_Task description_: Copy these records word for word.

Coordinate annotation records
start

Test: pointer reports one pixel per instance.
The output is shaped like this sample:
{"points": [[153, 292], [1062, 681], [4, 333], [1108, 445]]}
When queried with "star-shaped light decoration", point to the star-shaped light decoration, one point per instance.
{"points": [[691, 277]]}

end

_Result of the exercise_:
Test: pointer reports one pixel per instance.
The output is shaped like this sample:
{"points": [[153, 292], [1062, 681], [4, 333], [1108, 445]]}
When queried with "star-shaped light decoration", point to the star-shaped light decoration, one point per instance.
{"points": [[691, 277]]}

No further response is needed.